>> START

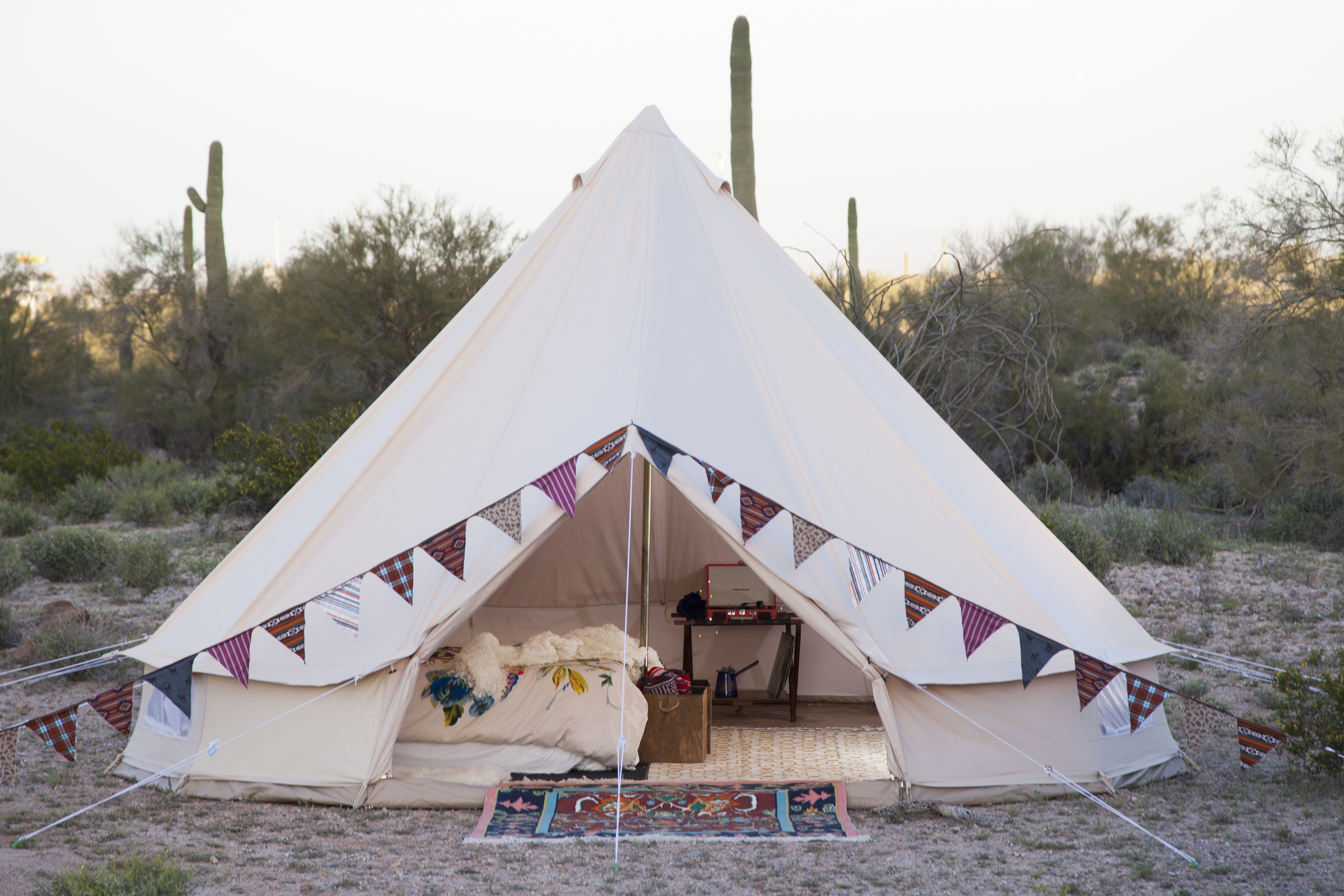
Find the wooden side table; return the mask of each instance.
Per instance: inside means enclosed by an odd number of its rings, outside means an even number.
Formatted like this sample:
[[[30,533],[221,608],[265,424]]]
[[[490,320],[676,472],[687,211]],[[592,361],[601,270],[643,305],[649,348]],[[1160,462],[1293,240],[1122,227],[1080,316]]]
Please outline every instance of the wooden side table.
[[[672,621],[685,627],[681,646],[681,668],[691,678],[695,678],[695,660],[691,656],[691,630],[695,627],[731,629],[735,626],[784,626],[785,631],[793,634],[793,665],[789,669],[789,696],[771,697],[765,690],[739,690],[737,697],[715,697],[715,707],[789,707],[789,721],[798,720],[798,657],[802,654],[802,619],[788,610],[780,610],[774,619],[726,619],[715,622],[710,618],[685,619],[672,614]],[[711,676],[711,682],[714,676]],[[714,686],[712,684],[710,685]]]

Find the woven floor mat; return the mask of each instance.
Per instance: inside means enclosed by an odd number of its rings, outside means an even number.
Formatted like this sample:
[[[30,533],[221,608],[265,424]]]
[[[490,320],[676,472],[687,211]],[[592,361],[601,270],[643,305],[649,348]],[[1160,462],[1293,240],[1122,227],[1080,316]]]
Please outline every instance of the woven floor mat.
[[[649,780],[880,780],[882,731],[714,728],[703,763],[656,762]]]

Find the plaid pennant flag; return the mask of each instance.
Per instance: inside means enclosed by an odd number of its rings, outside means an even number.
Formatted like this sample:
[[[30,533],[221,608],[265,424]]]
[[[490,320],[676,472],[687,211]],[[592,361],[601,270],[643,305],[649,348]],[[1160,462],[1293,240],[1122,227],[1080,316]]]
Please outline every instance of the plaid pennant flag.
[[[742,489],[742,544],[751,540],[751,536],[765,528],[784,509],[759,492],[753,492],[738,482]]]
[[[554,501],[555,498],[551,500]],[[570,516],[574,514],[571,513]],[[421,548],[425,553],[438,560],[439,566],[445,570],[458,579],[466,580],[466,576],[462,575],[462,570],[466,566],[466,520],[450,525],[438,535],[421,541]]]
[[[578,457],[571,457],[546,476],[532,480],[532,485],[542,489],[546,497],[555,501],[571,520],[574,519],[574,500],[579,488],[578,477],[574,473],[577,463]]]
[[[516,493],[515,493],[516,494]],[[411,553],[414,548],[407,548],[394,557],[383,560],[370,570],[379,579],[392,587],[392,591],[402,595],[402,600],[411,603]]]
[[[905,571],[903,571],[905,572]],[[906,576],[906,629],[914,629],[915,623],[938,609],[945,598],[952,596],[952,591],[939,588],[929,579],[922,579],[914,572],[905,572]]]
[[[228,641],[220,641],[214,647],[206,647],[206,653],[219,660],[219,665],[228,669],[228,674],[238,678],[242,686],[247,686],[247,666],[251,665],[251,629],[235,634]]]
[[[1017,626],[1017,641],[1021,643],[1021,686],[1025,688],[1040,670],[1046,668],[1050,658],[1067,647],[1058,641],[1051,641],[1043,634],[1036,634],[1031,629]]]
[[[1126,672],[1125,676],[1129,678],[1129,729],[1138,731],[1138,725],[1144,724],[1144,720],[1153,715],[1172,692],[1132,672]]]
[[[465,523],[460,525],[466,525]],[[351,638],[359,638],[359,591],[364,586],[364,576],[358,575],[344,584],[339,584],[331,591],[323,591],[313,603],[327,611],[332,621],[345,630]]]
[[[863,603],[868,592],[876,588],[895,567],[848,541],[845,547],[849,549],[849,588],[853,591],[853,602]]]
[[[1286,740],[1282,731],[1258,725],[1246,719],[1236,720],[1236,746],[1241,748],[1242,771],[1263,759],[1270,750]]]
[[[813,553],[820,551],[831,539],[836,537],[820,525],[812,525],[797,513],[793,517],[793,568],[797,570]]]
[[[157,688],[181,709],[181,715],[191,719],[191,664],[195,661],[196,654],[191,654],[171,666],[142,674],[140,680]]]
[[[991,613],[985,610],[978,603],[972,603],[965,598],[957,598],[957,603],[961,604],[961,641],[966,645],[966,660],[970,660],[970,654],[980,649],[989,635],[999,629],[1008,625],[997,613]],[[906,617],[909,621],[910,609],[906,607]],[[909,629],[909,626],[906,626]]]
[[[89,699],[93,711],[128,737],[130,736],[130,707],[134,686],[134,681],[128,681]]]
[[[616,433],[599,438],[593,445],[583,449],[583,453],[590,458],[602,465],[602,467],[610,473],[616,462],[621,459],[621,451],[625,450],[625,435],[629,431],[628,426],[622,426]]]
[[[298,658],[308,662],[304,656],[304,629],[306,629],[304,604],[290,607],[280,615],[274,615],[261,623],[261,627],[276,641],[298,654]]]
[[[695,458],[695,462],[704,467],[704,476],[710,480],[710,497],[715,504],[719,502],[719,497],[723,494],[723,489],[732,485],[732,477],[726,473],[714,469],[700,458]]]
[[[30,719],[23,723],[24,728],[38,732],[38,736],[47,742],[47,746],[65,756],[69,762],[75,760],[75,716],[79,704],[56,709],[50,716]]]
[[[1118,666],[1074,650],[1074,676],[1078,678],[1078,712],[1097,699],[1111,678],[1122,672]]]

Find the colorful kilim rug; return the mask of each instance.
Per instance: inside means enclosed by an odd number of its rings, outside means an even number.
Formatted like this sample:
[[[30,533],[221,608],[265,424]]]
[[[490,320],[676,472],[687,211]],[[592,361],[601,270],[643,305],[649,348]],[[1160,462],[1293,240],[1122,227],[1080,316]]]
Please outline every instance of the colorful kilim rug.
[[[491,787],[464,842],[593,840],[616,834],[614,785]],[[621,837],[632,840],[867,840],[832,780],[653,785],[621,790]]]

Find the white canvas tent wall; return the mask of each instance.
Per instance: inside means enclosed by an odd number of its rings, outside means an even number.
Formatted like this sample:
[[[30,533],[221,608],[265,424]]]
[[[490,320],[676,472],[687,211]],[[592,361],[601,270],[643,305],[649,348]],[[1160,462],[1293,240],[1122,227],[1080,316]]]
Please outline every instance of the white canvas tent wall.
[[[628,423],[898,567],[1153,677],[1152,660],[1164,647],[848,324],[652,106],[575,176],[573,192],[489,283],[128,654],[161,666],[247,631]],[[626,449],[644,453],[629,431]],[[618,607],[625,470],[607,477],[579,457],[574,521],[524,488],[521,545],[470,519],[465,582],[417,549],[411,604],[366,575],[358,641],[313,604],[306,662],[254,630],[247,692],[202,653],[190,739],[172,742],[140,725],[124,771],[157,770],[362,674],[358,685],[190,766],[187,791],[433,802],[383,779],[405,707],[419,690],[417,661],[469,631],[477,611],[536,619],[538,607],[550,607],[544,627],[559,631],[560,609],[578,625]],[[738,489],[728,486],[715,504],[703,469],[684,454],[673,459],[657,490],[656,574],[667,584],[707,562],[750,566],[806,621],[805,637],[824,641],[871,686],[892,774],[911,793],[976,799],[1054,789],[1039,768],[911,682],[938,685],[943,699],[1090,786],[1171,771],[1177,748],[1161,711],[1150,728],[1101,739],[1094,709],[1078,711],[1067,650],[1023,690],[1011,626],[970,661],[954,600],[907,631],[900,575],[856,603],[840,540],[794,568],[789,513],[743,545]],[[496,607],[481,610],[496,598]]]

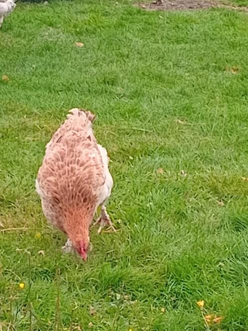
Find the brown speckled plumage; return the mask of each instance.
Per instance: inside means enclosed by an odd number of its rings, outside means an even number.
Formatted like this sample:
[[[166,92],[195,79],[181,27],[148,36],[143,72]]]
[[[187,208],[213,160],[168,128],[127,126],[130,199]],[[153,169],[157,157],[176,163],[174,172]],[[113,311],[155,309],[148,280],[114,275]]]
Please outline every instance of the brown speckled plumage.
[[[111,223],[104,203],[113,180],[107,152],[93,134],[94,116],[78,109],[70,112],[46,146],[36,186],[46,217],[86,260],[89,227],[99,205],[101,225]]]

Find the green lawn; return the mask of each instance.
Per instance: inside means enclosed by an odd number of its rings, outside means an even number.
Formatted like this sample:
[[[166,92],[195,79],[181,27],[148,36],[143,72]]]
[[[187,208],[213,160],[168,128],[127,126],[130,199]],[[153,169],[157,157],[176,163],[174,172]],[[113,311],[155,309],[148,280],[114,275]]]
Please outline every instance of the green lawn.
[[[248,44],[234,10],[17,3],[0,30],[1,331],[248,330]],[[98,115],[120,229],[93,229],[85,263],[34,187],[75,107]]]

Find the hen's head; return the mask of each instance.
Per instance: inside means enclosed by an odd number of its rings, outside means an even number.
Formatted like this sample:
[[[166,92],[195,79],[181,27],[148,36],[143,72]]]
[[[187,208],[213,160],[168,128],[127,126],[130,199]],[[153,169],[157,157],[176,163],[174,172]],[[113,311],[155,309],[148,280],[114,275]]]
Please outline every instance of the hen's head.
[[[89,236],[82,236],[82,238],[72,241],[74,249],[78,253],[84,261],[86,261],[88,256],[88,251],[90,246],[90,238]]]
[[[75,222],[73,224],[73,223],[70,222],[67,224],[69,226],[66,229],[66,232],[72,243],[74,250],[79,254],[84,261],[86,261],[90,247],[89,226],[85,223],[83,223],[83,226],[79,226],[79,221],[77,221],[77,224]]]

>> END

• _Given instruction_: Can you quote the material verbatim, from the line containing "Find the hen's" up to and including its last line?

• _Solved problem_:
Find the hen's head; return the mask of each instance.
Per instance: inside means enclosed by an odd number of its rings, outside means an even number.
Formatted like this sample:
[[[166,92],[195,79],[181,27],[148,36],[143,72]]]
[[[187,208],[213,160],[168,128],[127,126],[130,199]],[[153,169],[157,157],[176,163],[174,172]],[[113,311],[155,309],[148,280],[114,275]]]
Please outline every instance of the hen's head.
[[[89,236],[82,236],[82,238],[72,241],[74,249],[78,253],[84,261],[86,261],[88,256],[88,251],[90,246],[90,238]]]
[[[75,222],[73,224],[73,223],[70,222],[67,224],[69,226],[66,229],[66,232],[72,243],[74,250],[79,254],[84,261],[86,261],[90,247],[89,226],[85,223],[83,223],[83,226],[79,226],[79,221],[77,221],[77,224]]]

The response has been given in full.